◆ **Dataset items**
--------------------
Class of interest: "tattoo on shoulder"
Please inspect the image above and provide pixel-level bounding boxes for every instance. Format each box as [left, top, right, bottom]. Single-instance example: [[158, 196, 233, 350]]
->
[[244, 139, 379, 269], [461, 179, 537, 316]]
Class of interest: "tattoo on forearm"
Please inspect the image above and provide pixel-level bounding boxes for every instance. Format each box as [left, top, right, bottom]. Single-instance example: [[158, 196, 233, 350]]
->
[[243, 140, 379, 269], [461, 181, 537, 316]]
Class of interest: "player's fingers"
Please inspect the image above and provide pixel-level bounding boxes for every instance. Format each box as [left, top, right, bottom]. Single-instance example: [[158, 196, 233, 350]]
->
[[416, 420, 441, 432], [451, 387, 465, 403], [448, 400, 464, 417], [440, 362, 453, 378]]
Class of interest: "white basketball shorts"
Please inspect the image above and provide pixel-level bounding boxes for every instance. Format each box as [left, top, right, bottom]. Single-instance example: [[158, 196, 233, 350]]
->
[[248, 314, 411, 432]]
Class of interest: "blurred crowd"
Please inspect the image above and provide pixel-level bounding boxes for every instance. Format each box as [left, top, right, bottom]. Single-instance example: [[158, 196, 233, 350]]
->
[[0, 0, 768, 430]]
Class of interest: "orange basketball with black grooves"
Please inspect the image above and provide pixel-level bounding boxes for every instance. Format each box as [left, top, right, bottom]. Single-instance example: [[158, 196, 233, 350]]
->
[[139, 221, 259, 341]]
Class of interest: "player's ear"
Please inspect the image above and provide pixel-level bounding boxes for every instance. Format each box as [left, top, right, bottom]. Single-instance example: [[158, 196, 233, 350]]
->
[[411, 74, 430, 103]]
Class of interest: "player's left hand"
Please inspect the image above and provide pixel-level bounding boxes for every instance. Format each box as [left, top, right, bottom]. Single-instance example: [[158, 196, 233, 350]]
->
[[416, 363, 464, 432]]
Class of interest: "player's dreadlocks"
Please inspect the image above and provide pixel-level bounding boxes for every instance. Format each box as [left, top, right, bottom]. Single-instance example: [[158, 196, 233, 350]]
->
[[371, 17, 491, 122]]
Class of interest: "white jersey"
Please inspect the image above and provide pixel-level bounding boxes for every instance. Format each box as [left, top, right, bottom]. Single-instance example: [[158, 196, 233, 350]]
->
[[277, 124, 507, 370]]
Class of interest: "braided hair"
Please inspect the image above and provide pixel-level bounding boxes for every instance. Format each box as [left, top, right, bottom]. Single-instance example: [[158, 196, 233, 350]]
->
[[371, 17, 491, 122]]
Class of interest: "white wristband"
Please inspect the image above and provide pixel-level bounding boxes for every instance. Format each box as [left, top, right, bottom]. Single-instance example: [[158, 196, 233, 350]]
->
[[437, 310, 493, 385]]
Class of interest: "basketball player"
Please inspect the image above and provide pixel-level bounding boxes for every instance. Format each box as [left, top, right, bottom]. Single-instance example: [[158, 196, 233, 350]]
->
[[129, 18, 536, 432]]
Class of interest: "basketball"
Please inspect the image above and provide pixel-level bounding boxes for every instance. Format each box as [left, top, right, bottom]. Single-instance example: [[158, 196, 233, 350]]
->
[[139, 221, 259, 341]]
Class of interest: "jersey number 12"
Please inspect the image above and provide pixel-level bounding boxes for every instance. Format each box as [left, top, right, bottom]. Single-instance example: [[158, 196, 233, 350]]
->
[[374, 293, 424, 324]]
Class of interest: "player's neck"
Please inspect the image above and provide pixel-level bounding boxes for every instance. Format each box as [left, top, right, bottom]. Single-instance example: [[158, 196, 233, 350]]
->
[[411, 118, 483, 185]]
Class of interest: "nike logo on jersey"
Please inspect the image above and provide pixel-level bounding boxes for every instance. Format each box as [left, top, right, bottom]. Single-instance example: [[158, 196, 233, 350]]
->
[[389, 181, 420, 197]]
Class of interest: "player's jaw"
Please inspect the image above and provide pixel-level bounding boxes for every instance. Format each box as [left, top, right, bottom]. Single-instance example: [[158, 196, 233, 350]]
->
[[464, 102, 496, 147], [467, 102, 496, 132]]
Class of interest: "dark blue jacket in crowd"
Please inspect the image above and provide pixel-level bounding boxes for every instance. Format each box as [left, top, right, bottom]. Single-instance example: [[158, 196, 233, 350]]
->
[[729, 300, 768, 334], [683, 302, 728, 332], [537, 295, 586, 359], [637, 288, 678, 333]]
--------------------
Render the data above as a JSON list of strings, one string per line, with blank lines omitted.

[
  "Class of interest: \"tattoo on shoulder\"",
  "Please inspect the image above and provide pixel-level bounding boxes for every instance. Format each box as [left, top, right, bottom]. Single-instance example: [[158, 196, 233, 350]]",
  "->",
  "[[244, 139, 379, 269], [461, 179, 537, 316]]",
  "Class of interest: \"tattoo on forearm\"",
  "Please inspect the image above and provide pixel-level bounding boxes for every instance. Format each box as [left, top, right, bottom]. Single-instance example: [[158, 196, 233, 350]]",
  "->",
  "[[243, 140, 379, 269], [461, 181, 537, 316]]",
  "Class of interest: \"player's fingers\"",
  "Please inspect the image above and provide pixel-level bounding boxes for every instance. Format each box as [left, top, right, bottom]. Single-instance example: [[158, 196, 233, 350]]",
  "->",
  "[[416, 420, 441, 432], [451, 387, 465, 403], [448, 400, 464, 417], [440, 362, 453, 378]]",
  "Class of interest: \"white basketball shorts\"",
  "Please inspect the image above and provide pixel-level bounding boxes for every instance. Format each box as [left, top, right, bottom]. Single-instance example: [[158, 196, 233, 350]]",
  "->",
  "[[248, 314, 411, 432]]",
  "Class of interest: \"blurred crowd\"",
  "Please inspect the image above and provide pixel-level bounding boxes for every instance. Format each box as [left, top, right, bottom]. Single-instance example: [[158, 196, 233, 350]]",
  "->",
  "[[0, 0, 768, 430]]",
  "Class of interest: \"orange basketball with black grooves\"",
  "Please inspect the image above and provide pixel-level bounding boxes for every instance. Format each box as [left, top, right, bottom]. Single-instance example: [[158, 196, 233, 350]]",
  "->",
  "[[139, 221, 259, 341]]",
  "Class of interest: \"player's ear\"",
  "Please inspect the image above and provide pixel-level bounding boxes for every instance. Format each box as [left, top, right, bottom]. Single-instance example: [[158, 196, 233, 350]]",
  "->",
  "[[411, 74, 430, 103]]",
  "Class of interest: \"player's left hand\"",
  "Please inspect the image above and provide pixel-level bounding boxes for every instance. Format each box as [left, top, right, bottom]. Single-instance example: [[158, 196, 233, 350]]",
  "->",
  "[[416, 363, 464, 432]]",
  "Class of interest: \"player's dreadlocks\"",
  "Please inspect the image above and provide pixel-level bounding boxes for every instance. Format each box as [left, top, right, bottom]. Single-instance example: [[158, 196, 233, 350]]",
  "->",
  "[[371, 17, 491, 122]]",
  "Class of interest: \"white jersey\"",
  "Please inspect the image above and provide pixel-level bounding boxes for every instance. Format each box as [left, top, right, bottom]. Single-instance example: [[158, 196, 233, 350]]",
  "->",
  "[[277, 124, 507, 370]]",
  "Class of interest: \"braided hair\"",
  "Please inspect the image above and provide pixel-level bounding boxes for every instance. Format each box as [left, top, right, bottom]. Single-instance example: [[158, 196, 233, 350]]",
  "->",
  "[[371, 17, 491, 122]]",
  "Class of interest: \"white wristband\"",
  "Please inspect the image above and provide pixel-level bounding boxes for every instance. Format each box as [left, top, right, bottom]. Single-instance example: [[158, 196, 233, 350]]",
  "->",
  "[[437, 310, 493, 385]]",
  "Class of interest: \"basketball player\"",
  "Please inspect the image above and provide pixel-level bounding boxes for every instance. Format each box as [left, top, right, bottom]. Single-instance example: [[158, 196, 233, 350]]",
  "->",
  "[[129, 18, 536, 432]]",
  "Class of interest: \"basketball\"",
  "Please inspect the image above and provide pixel-level bounding boxes for every instance. Format each box as [left, top, right, bottom]. Single-instance example: [[158, 196, 233, 350]]",
  "->",
  "[[139, 221, 259, 341]]",
  "Class of interest: \"jersey number 12\"",
  "Please inspect the image above and provide pixel-level bounding boxes for every instance. Format each box as [left, top, right, bottom]. Single-instance example: [[158, 196, 233, 350]]",
  "->",
  "[[374, 293, 424, 324]]",
  "Class of interest: \"player's neck\"",
  "Please inspect the image above and provide pixel-level bounding boxes for every instance. Format each box as [left, top, right, bottom]. Single-instance example: [[158, 196, 233, 350]]",
  "->",
  "[[411, 118, 483, 185]]",
  "Class of interest: \"nike logo on jersey\"",
  "Please inspect the image above and provide pixel-level bounding boxes for every instance. Format each box as [left, top, right, bottom]. Single-instance example: [[158, 196, 233, 350]]",
  "->",
  "[[389, 181, 420, 197]]",
  "Class of interest: \"player's jaw\"",
  "Please inspect the image above and provide pixel-level bounding boxes for every instance. Format each box as [left, top, right, bottom]. Single-instance example: [[158, 196, 233, 350]]",
  "->",
  "[[464, 102, 496, 147], [467, 102, 496, 132]]",
  "Class of interest: \"dark blue jacket in crowd\"",
  "Please inspect the image above and provide pixel-level bounding boxes for every instance. Format each box as [left, top, right, bottom]. Single-instance example: [[158, 196, 233, 350]]",
  "->",
  "[[729, 300, 768, 334], [683, 302, 728, 332], [537, 295, 586, 359], [637, 288, 678, 333]]"
]